### Your instructions
Rewrite the entries below, substituting "location" for every occurrence of "whereabouts" and keeping everything else the same.

(Detection annotation records)
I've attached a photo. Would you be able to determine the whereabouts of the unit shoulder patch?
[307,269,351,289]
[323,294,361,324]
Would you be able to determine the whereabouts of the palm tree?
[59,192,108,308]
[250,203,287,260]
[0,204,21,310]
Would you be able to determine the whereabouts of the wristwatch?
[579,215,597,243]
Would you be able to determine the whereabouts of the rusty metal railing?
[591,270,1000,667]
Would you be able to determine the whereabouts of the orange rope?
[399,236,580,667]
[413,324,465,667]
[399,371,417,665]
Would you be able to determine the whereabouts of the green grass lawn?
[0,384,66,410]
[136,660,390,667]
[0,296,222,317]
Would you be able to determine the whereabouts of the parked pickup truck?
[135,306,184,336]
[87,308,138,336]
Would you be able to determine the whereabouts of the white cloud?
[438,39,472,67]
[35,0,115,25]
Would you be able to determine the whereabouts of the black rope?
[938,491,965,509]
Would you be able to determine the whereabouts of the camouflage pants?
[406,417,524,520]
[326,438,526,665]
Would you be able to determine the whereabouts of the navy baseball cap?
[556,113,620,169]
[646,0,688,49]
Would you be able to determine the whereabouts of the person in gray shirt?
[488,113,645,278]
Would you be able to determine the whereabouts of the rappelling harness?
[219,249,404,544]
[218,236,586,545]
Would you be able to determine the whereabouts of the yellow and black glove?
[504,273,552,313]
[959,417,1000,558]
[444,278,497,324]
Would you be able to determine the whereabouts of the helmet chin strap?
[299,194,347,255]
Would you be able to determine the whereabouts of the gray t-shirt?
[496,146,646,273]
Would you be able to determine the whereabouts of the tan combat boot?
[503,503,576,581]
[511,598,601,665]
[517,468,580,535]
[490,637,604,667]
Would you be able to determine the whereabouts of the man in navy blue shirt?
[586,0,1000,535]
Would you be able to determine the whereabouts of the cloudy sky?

### Answer to this problem
I've attached a photo. Would you be able to determine the location of the unit shoulder patch?
[307,269,351,289]
[323,294,361,324]
Would you be able to determine the location of the palm tree?
[59,192,108,308]
[250,203,287,260]
[0,204,21,310]
Would you be able to determine the location of the wristwatch?
[579,215,597,243]
Would you be able to determine the location of the rusty metal railing?
[591,270,1000,667]
Would you be able to determine the location of the orange rope?
[399,236,580,667]
[413,324,465,667]
[399,371,417,665]
Would you be able to determine the location of the green grass lawn?
[0,384,66,410]
[136,660,390,667]
[0,296,222,317]
Would you be able to determine the location of the parked pickup truck?
[135,306,184,336]
[87,308,138,336]
Would you be able to determine the location of the white cloud?
[438,39,472,67]
[35,0,115,25]
Would you be able to determine the location of the black rope?
[938,491,965,509]
Would you be able to determine the location of the camouflage pants?
[406,417,524,520]
[326,438,526,665]
Would you be able to determine the location of the navy baseball cap?
[556,113,620,169]
[646,0,688,49]
Would you be able to determine the location of the person in gray shirt?
[488,113,645,278]
Would you be able to determine the location of the rappelling harness?
[219,249,404,544]
[218,236,586,545]
Would you be able to determine the location of the yellow and black glove?
[504,273,552,313]
[959,417,1000,558]
[444,278,497,324]
Would you be able to determine the location of the helmet chin strap?
[299,194,347,255]
Would you be able to determine the location of the gray t-shirt?
[496,146,646,273]
Would you be able to determine the location of the tan combat boot?
[503,503,576,581]
[511,598,601,665]
[517,468,580,535]
[490,637,604,667]
Would you be able to determine the location of the man in navy blue shirt?
[586,0,1000,535]
Would you be able to determine the location of the cloudy sky?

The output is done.